━━━ INPUT

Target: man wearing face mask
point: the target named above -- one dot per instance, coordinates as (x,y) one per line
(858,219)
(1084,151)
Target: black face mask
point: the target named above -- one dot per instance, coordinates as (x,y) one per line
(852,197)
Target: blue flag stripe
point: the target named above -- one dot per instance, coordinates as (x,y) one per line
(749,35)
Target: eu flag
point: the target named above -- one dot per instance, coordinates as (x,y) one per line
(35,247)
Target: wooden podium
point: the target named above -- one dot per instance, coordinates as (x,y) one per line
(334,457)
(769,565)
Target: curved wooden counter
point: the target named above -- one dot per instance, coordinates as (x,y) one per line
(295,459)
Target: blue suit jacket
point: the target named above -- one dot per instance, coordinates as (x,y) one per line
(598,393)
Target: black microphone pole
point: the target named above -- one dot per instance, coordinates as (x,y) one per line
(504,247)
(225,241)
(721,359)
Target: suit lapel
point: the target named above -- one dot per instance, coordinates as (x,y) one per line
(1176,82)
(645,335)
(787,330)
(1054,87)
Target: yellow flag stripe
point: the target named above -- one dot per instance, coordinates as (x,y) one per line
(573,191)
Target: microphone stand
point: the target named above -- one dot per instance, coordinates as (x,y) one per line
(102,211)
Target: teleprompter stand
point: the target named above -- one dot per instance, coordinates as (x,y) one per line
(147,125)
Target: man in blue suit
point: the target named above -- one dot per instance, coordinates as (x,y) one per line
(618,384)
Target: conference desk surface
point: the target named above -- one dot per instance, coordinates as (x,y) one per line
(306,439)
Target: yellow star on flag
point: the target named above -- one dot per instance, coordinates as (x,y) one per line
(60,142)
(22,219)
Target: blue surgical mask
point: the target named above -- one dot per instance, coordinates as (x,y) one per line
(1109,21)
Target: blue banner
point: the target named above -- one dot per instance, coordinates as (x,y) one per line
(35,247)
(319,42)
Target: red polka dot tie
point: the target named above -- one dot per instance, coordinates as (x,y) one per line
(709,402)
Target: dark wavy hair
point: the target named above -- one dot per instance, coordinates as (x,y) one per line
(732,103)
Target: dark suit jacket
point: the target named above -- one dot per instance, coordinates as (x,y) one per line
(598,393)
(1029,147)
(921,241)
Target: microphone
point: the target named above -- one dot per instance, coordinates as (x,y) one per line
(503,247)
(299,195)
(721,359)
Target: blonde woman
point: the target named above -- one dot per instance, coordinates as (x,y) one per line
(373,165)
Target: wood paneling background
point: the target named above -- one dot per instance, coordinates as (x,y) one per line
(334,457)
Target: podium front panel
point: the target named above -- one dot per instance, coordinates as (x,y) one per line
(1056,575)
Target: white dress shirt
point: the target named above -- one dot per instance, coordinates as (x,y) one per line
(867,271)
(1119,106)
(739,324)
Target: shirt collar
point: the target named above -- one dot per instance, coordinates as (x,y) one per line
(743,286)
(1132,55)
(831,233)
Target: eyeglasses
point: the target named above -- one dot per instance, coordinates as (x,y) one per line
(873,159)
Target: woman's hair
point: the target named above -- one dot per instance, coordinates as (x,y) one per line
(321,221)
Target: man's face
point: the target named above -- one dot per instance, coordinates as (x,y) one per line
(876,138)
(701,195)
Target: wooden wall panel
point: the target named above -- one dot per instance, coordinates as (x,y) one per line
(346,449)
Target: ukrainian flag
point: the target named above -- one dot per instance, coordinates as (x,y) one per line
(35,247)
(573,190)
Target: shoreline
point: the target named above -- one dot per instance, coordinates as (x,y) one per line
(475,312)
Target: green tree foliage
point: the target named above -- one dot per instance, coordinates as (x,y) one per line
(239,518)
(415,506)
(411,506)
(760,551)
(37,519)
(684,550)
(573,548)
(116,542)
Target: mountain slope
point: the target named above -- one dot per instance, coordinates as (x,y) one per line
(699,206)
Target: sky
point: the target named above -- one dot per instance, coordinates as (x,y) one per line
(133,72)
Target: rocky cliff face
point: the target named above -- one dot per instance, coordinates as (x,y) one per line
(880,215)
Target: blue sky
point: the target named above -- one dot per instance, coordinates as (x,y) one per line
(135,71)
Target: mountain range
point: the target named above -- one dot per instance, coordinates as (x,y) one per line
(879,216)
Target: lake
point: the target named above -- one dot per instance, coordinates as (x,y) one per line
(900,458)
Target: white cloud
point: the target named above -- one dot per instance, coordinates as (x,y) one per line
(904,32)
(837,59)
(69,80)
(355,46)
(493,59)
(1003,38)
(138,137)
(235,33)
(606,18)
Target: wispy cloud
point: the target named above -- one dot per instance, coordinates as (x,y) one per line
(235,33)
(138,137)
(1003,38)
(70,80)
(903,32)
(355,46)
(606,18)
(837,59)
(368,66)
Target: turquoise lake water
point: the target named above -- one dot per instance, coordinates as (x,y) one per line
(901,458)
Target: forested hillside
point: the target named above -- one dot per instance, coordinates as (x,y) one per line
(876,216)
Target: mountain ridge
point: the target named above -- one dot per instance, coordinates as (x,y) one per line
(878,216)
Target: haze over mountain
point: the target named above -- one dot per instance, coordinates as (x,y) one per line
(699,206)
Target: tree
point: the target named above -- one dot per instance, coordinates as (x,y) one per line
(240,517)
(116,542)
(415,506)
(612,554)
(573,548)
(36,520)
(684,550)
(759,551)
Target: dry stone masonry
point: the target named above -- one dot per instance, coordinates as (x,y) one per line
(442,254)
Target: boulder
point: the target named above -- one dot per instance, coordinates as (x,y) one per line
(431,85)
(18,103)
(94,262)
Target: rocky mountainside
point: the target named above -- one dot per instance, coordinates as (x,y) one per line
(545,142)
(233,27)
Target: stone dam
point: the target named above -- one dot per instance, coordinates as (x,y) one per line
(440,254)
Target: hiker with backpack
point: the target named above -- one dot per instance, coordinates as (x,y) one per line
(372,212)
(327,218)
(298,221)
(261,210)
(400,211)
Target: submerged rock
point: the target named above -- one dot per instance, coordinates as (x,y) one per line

━━━━━━

Look above for the line holding "Target: blue surgical mask" and the line holding "Target: wooden wall panel". Retype both, and every line between them, word for word and nothing else.

Target: blue surgical mask
point: the target named above -- one dot per instance, coordinates as (x,y) one per line
(1109,21)
Target: blue banner
point: the target named above -- one dot per instance, coordinates as (x,y) one per line
(35,247)
(319,42)
Target: red polka dot tie
point: the target named above -- one dot per instance, coordinates as (x,y) one per line
(709,402)
Target: dark wavy hair
point: the target named above -- one dot per instance, coordinates as (x,y) one per line
(732,103)
Target: dark suit jacket
point: the target named above -- one dot per instance, coordinates as (x,y) one per line
(598,393)
(1029,147)
(921,241)
Target: microphone
point: the target named above -- one dot per instance, coordinates as (x,y) one per line
(503,247)
(299,195)
(721,359)
Target: blonde woman
point: the target named above -- one dot per instance, coordinates as (x,y) one per line
(373,165)
Target: wood paneling background
point: the target named above -- one dot per instance, coordinates as (x,y) one per line
(334,457)
Target: podium front panel
point: the target named above -- one dot per instance, coordinates as (x,y) one per line
(1056,575)
Target: white dress shirt
point: the target named above -- one dot per instance, coordinates as (x,y) one per line
(867,271)
(1119,106)
(739,324)
Target: shirt collar
point: the target named above -- one dot per instance, coordinates as (x,y) one per line
(743,286)
(1132,55)
(831,233)
Target: eyeglasses
point: the target named above -- one dot per instance, coordinates as (x,y) one per line
(873,159)
Target: woman's hair
point: the target named above -- one dot per instance, coordinates as (x,y) one per line
(321,221)
Target: man's face
point: the target named above -- one dot per instance, coordinates as (x,y) one per line
(876,138)
(701,195)
Target: wooden wall panel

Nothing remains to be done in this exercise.